読解文:

┌──

なお、原料樹脂としては、この種のプラスチックレンズの成形に一般に使用されるポリカーボネート樹脂やアクリル樹脂などの熱可塑性樹脂を用いることができる。
【0047】
ST3において、前述したようにして偏光シートSが装填された成形型50をパーティングラインPLで型閉じする。具体的には、トグルリンク機構65を駆動して、クロスヘッド73を前進させると、トグルリンク71A,71Bが伸びて、可動ダイプレート64が固定ダイプレート61に向かって前進することによって、成形型50の型閉じを行う。このとき、可動型1の型本体4と型取付部材16との間に介装された皿ばね17Aが圧縮されない状態で隙間Sを保って、固定型2及び可動型1をパーティングラインPLで型閉じする。この状態では、隙間Sは最大開き量に設定されている。
【0048】
ST4において、キャビティ容積の設定を行う。ST3で可動型1と固定型2とをパーティングラインPLで密着させた状態から、さらにクロスヘッド73を予め設定した位置(キャビティ容積設定位置)まで前進させる。これにより、トグルリンク71A,71Bが伸びて、可動ダイプレート64が固定ダイプレート61に向かって移動され、キャビティ拡大位置まで移動される。キャビティ拡大量は、クロスヘッド位置の設定により決定される。これにより、成形型50の隙間Sはキャビティ拡大分を残して縮小される。このとき、キャビティ3の容積(肉厚)は、成形されるレンズ容積(肉厚)、つまり、取出し成形品の肉厚より大きく拡大された状態にある。また、皿ばね17Aは圧縮されるため、その反力として、幾分かの型締め力が発生している。

└──

データ一覧:
┌──

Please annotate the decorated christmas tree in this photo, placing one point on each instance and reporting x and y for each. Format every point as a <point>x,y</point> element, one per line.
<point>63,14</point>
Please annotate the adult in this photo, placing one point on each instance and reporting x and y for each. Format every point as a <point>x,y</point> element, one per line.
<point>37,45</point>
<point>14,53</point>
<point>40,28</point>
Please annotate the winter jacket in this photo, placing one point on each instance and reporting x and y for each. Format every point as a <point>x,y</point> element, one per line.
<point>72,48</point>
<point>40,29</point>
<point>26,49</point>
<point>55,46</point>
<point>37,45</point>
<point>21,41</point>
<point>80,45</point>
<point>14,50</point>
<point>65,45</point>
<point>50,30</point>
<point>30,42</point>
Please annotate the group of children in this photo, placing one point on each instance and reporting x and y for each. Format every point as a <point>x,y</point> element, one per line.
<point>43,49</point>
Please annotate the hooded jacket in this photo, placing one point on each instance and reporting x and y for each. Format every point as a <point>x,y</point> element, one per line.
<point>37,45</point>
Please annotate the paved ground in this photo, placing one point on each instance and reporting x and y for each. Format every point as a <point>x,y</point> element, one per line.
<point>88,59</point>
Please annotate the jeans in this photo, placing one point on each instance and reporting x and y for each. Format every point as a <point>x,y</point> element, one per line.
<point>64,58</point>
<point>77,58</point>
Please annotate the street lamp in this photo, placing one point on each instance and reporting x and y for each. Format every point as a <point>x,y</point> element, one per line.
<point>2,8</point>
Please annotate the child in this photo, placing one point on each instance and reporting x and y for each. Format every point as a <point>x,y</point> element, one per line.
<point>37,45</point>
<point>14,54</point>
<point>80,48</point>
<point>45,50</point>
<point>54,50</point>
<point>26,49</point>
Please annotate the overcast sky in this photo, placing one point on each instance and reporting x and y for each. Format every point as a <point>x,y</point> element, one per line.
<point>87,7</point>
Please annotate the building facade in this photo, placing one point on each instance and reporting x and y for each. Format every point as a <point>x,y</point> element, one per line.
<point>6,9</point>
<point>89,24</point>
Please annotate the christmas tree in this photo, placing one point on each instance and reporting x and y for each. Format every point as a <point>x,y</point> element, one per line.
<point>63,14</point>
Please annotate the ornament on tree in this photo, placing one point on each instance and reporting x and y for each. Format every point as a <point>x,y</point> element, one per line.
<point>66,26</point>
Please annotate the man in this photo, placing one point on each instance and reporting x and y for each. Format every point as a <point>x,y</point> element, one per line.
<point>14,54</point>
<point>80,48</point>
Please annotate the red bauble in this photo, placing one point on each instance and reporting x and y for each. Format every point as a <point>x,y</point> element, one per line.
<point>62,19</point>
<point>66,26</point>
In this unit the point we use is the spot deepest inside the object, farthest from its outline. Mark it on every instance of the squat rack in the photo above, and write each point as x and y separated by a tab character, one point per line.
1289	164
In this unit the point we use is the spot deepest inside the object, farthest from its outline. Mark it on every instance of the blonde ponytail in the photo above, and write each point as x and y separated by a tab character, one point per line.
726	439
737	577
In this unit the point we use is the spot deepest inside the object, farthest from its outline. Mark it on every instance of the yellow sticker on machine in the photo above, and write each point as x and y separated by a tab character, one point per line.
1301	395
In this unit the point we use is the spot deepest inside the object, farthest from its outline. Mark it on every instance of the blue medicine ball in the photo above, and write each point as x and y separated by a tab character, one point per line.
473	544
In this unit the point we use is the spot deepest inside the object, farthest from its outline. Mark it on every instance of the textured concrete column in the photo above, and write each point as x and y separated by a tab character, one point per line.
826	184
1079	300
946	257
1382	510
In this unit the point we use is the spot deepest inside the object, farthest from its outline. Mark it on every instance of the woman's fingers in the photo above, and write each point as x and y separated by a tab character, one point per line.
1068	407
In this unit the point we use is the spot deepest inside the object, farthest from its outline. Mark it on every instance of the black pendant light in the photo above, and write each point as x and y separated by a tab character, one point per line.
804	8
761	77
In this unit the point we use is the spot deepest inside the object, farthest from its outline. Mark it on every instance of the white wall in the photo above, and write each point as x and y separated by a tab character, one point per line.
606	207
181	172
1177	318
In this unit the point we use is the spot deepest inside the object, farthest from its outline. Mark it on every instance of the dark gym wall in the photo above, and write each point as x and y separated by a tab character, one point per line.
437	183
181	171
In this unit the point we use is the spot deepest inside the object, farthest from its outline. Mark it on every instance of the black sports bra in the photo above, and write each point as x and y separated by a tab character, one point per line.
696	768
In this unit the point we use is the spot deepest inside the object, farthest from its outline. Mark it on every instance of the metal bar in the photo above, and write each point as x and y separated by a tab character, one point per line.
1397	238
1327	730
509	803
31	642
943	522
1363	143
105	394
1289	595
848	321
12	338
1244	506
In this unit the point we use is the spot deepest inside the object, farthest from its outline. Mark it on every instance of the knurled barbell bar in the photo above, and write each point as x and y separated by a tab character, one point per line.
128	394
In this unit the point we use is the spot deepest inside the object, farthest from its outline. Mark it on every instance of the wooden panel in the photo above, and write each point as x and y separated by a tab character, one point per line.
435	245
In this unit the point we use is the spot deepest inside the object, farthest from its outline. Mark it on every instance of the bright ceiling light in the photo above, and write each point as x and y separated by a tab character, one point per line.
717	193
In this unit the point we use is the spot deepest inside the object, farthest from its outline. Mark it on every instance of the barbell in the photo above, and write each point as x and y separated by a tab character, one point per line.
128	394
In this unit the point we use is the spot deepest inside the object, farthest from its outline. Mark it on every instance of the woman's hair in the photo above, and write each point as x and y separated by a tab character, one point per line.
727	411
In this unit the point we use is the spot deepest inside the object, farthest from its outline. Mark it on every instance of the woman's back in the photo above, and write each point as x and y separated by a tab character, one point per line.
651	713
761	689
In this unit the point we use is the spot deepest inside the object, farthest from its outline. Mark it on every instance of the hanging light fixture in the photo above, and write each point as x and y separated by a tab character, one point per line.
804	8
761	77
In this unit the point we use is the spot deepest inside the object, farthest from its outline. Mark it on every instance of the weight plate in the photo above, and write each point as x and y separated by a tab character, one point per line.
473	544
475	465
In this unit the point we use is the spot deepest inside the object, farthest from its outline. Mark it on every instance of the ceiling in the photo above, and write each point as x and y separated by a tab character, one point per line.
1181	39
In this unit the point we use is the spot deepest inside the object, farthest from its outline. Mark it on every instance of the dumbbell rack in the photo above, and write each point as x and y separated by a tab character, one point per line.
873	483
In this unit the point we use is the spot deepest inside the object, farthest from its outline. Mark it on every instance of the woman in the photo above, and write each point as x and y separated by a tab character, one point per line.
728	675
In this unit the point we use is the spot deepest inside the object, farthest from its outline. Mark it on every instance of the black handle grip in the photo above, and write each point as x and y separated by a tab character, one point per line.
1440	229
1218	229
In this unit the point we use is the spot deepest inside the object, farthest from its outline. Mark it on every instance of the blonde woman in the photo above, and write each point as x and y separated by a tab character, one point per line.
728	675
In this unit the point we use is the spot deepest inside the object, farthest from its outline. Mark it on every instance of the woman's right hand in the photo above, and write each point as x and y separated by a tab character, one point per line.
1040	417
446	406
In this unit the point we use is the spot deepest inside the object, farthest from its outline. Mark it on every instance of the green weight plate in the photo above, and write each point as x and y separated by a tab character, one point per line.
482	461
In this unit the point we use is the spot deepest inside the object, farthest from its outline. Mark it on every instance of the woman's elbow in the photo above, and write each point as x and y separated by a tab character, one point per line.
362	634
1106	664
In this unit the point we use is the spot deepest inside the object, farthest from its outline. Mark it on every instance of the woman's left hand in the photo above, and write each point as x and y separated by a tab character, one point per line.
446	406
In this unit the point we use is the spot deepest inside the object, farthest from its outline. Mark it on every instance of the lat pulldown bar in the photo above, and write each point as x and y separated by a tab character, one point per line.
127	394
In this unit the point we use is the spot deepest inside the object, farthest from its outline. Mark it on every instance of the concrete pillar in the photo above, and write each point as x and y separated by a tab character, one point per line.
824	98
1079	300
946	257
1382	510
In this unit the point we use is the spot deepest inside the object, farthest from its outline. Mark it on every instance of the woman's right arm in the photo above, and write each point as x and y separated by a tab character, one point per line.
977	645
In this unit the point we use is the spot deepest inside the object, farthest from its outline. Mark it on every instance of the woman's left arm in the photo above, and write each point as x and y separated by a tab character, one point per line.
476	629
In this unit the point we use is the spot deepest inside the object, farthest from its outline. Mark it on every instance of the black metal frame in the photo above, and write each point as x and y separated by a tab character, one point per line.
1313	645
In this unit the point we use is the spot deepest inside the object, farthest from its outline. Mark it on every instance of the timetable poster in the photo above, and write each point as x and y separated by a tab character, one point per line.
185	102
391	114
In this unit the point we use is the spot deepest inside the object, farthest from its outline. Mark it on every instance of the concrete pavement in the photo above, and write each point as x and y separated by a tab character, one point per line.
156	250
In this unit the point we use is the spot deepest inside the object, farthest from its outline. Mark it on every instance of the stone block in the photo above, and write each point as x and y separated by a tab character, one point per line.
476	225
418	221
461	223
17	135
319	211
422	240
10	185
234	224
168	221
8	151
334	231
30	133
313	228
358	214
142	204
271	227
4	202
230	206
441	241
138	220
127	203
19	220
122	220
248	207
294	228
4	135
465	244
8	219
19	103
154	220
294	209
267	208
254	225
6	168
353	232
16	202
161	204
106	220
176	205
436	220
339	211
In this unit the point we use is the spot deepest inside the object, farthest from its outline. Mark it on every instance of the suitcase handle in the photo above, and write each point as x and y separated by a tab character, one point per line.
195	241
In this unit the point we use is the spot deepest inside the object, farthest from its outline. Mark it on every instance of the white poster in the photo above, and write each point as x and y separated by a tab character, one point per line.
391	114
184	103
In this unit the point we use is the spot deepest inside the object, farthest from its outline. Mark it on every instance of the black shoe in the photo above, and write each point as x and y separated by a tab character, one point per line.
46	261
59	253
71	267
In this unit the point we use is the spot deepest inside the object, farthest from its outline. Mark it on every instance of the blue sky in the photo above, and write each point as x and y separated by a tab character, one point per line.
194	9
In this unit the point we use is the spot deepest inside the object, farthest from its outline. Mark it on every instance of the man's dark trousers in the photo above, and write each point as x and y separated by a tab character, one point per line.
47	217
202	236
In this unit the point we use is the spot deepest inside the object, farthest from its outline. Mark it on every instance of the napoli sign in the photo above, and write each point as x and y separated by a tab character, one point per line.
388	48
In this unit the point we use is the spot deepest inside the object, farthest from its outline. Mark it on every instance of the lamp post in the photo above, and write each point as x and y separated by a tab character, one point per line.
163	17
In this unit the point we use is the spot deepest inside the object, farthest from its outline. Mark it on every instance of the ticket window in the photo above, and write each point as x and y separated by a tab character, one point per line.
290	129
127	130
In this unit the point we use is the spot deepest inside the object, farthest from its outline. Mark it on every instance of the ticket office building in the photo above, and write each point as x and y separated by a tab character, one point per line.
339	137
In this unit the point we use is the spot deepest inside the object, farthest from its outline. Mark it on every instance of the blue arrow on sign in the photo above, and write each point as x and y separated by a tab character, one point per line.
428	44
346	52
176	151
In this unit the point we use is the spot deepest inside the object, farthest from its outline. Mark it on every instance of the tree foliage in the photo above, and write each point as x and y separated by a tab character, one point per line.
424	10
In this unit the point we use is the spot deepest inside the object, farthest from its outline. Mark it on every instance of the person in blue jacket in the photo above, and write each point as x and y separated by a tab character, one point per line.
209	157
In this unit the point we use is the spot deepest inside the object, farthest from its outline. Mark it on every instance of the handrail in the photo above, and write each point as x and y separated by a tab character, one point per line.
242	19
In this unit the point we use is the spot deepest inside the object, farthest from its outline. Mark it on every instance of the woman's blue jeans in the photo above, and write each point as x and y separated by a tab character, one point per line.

└──

課題: 上のレンズ成形型に関する読解文を、最初から最後まで一字も変えずに書き写してください。

解答:
なお、原料樹脂としては、この種のプラスチックレンズの成形に一般に使用されるポリカーボネート樹脂やアクリル樹脂などの熱可塑性樹脂を用いることができる。
【0047】
ST3において、前述したようにして偏光シートSが装填された成形型50をパーティングラインPLで型閉じする。具体的には、トグルリンク機構65を駆動して、クロスヘッド73を前進させると、トグルリンク71A,71Bが伸びて、可動ダイプレート64が固定ダイプレート61に向かって前進することによって、成形型50の型閉じを行う。このとき、可動型1の型本体4と型取付部材16との間に介装された皿ばね17Aが圧縮されない状態で隙間Sを保って、固定型2及び可動型1をパーティングラインPLで型閉じする。この状態では、隙間Sは最大開き量に設定されている。
【0048】
ST4において、キャビティ容積の設定を行う。ST3で可動型1と固定型2とをパーティングラインPLで密着させた状態から、さらにクロスヘッド73を予め設定した位置(キャビティ容積設定位置)まで前進させる。これにより、トグルリンク71A,71Bが伸びて、可動ダイプレート64が固定ダイプレート61に向かって移動され、キャビティ拡大位置まで移動される。キャビティ拡大量は、クロスヘッド位置の設定により決定される。これにより、成形型50の隙間Sはキャビティ拡大分を残して縮小される。このとき、キャビティ3の容積(肉厚)は、成形されるレンズ容積(肉厚)、つまり、取出し成形品の肉厚より大きく拡大された状態にある。また、皿ばね17Aは圧縮されるため、その反力として、幾分かの型締め力が発生している。